→ **Provided text**

When pressure builds up in an enclosed area of your body, this is compartment syndrome. Causes of compartment syndrome may include bleeding or swelling following an injury. According to WebMD, the pressure obstructs blood flow to the site.
Compartment syndrome is most common in the arms, legs and abdomen.
Causes of compartment syndrome
In most cases, compartment syndrome occurs after a break to the arm or the leg. Compartment syndrome may occur due to the break itself or it can occur due to surgery or casting. After an injury, blood accumulates in the compartment. As pressure rises, severe tissue damage can cause loss of function in the limb or death. Compartment syndrome may occur due to crush injuries, surgery on blood vessels, blood clots or prolonged compression of a limb.
When compartment syndrome occurs in the abdomen, the following may be potential causes:
- Pelvic fracture
- Abdominal surgery
The pressure in the abdomen can damage your liver, kidneys or other organs.

→ **Excerpted data**

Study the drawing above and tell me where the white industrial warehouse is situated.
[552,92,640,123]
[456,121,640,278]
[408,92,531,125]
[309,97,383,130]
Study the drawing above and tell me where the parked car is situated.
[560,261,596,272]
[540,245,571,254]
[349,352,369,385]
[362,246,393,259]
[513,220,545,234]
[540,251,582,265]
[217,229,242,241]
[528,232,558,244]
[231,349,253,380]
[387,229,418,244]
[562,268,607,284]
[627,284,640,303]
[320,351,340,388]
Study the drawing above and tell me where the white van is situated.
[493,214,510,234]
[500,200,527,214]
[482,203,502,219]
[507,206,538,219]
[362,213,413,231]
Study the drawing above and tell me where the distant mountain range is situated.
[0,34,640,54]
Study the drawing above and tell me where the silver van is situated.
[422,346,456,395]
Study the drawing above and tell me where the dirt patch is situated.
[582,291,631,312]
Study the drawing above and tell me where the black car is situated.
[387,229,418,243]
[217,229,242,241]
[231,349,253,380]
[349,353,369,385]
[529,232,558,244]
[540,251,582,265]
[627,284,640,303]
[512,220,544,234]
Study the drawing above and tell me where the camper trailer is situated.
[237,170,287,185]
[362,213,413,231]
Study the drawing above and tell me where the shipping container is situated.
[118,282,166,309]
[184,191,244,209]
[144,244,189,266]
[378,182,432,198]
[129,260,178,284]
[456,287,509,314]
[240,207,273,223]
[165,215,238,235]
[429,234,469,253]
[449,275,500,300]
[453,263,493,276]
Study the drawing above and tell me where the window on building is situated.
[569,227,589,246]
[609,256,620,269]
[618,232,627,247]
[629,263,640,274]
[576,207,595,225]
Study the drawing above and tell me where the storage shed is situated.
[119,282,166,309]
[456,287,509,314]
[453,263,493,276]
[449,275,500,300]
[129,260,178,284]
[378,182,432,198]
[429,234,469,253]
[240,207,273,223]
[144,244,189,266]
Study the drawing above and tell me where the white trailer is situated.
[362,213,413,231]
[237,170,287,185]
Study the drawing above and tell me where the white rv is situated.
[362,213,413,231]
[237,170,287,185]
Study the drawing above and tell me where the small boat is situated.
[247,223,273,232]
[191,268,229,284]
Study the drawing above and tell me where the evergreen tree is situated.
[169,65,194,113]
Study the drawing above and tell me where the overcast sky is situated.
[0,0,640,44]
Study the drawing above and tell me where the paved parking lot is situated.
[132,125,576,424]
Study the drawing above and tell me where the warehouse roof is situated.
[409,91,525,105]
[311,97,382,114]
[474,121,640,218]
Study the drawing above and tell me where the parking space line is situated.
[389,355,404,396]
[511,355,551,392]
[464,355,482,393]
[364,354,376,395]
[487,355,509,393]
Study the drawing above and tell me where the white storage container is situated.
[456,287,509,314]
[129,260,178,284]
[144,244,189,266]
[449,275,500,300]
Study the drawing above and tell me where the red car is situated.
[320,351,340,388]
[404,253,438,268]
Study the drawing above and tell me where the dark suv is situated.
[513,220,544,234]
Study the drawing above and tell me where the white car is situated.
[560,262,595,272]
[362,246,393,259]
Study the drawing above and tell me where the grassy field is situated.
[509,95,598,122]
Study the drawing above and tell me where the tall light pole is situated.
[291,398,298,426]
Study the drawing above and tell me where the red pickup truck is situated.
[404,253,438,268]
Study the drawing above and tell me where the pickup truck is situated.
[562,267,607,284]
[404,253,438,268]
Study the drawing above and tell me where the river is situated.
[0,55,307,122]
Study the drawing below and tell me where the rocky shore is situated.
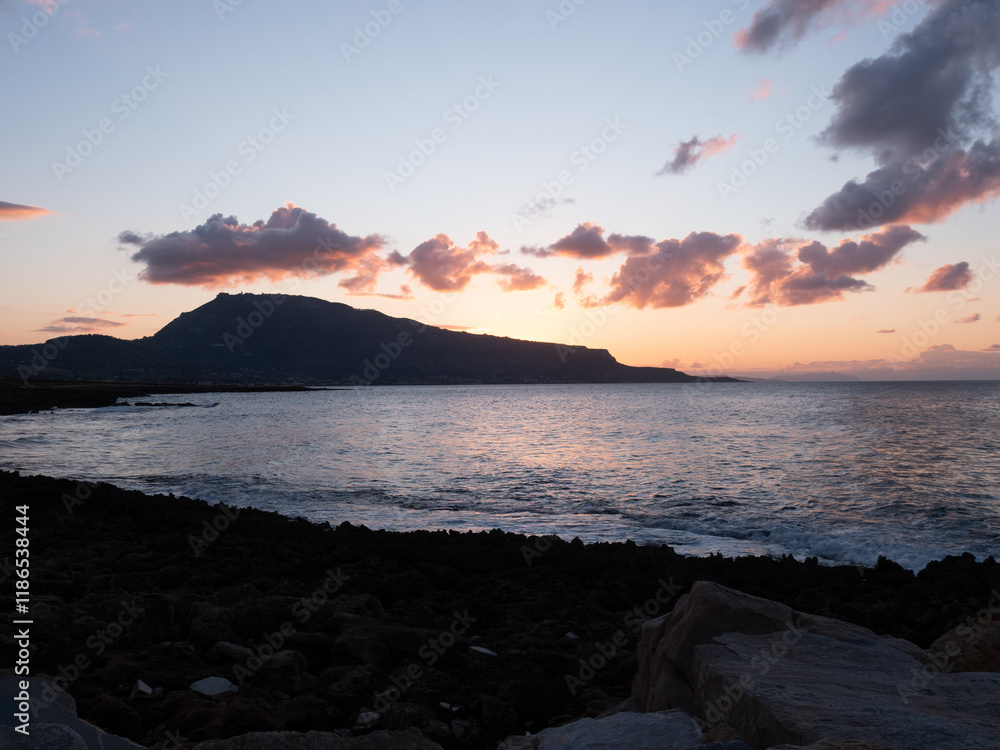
[0,379,316,416]
[0,472,1000,750]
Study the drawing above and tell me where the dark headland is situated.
[0,294,735,386]
[0,472,1000,750]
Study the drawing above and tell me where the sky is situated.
[0,0,1000,380]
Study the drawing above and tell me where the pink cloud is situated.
[656,133,742,177]
[743,226,924,307]
[917,260,973,292]
[0,201,52,221]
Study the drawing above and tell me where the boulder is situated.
[0,675,145,750]
[632,581,927,712]
[192,729,442,750]
[188,677,239,701]
[0,724,88,750]
[692,631,1000,750]
[501,711,702,750]
[927,598,1000,672]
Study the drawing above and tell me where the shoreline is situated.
[0,380,317,416]
[0,471,1000,750]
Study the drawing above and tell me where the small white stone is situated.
[128,680,153,701]
[356,711,382,729]
[188,677,239,701]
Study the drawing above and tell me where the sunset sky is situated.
[0,0,1000,379]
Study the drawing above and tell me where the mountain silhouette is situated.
[0,293,733,385]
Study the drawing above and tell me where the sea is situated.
[0,382,1000,570]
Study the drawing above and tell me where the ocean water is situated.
[0,382,1000,569]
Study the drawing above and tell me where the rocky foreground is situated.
[0,472,1000,750]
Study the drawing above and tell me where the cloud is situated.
[595,232,743,310]
[124,203,384,291]
[573,266,594,294]
[0,201,53,221]
[521,221,617,258]
[805,0,1000,231]
[733,0,896,53]
[521,221,655,260]
[917,260,973,292]
[743,226,924,307]
[493,263,547,292]
[750,78,774,102]
[389,232,500,292]
[388,232,546,292]
[656,133,740,177]
[36,316,125,333]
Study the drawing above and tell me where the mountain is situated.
[0,294,734,385]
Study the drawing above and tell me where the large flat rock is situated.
[692,631,1000,750]
[194,729,441,750]
[0,675,145,750]
[501,711,702,750]
[632,581,927,713]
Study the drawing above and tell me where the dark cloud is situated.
[917,260,973,292]
[805,0,1000,231]
[0,201,52,221]
[734,0,895,53]
[521,221,656,260]
[119,203,384,291]
[743,226,924,307]
[521,221,617,258]
[597,232,743,310]
[656,134,740,177]
[37,315,125,333]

→ **Task prompt**
Carry on the compartment syndrome article from its final sentence, adding the next part in the same plain style.

→ **Response area**
Symptoms of compartment syndrome
Acute compartment syndrome typically takes a few hours to develop, following an injury. You may have numbness or tingling in your limb accompanied by swelling and bruising. Some patients present with pain considered worse than what you might expect for an injury of that nature. If you broke your arm or leg, you may feel a deep and persistent ache.
Most people who develop abdominal compartment syndrome cannot speak for themselves. In many cases, they may be on life support or in critical condition. Signs include a distended abdomen, pain when someone applies pressure to the abdomen and low blood pressure.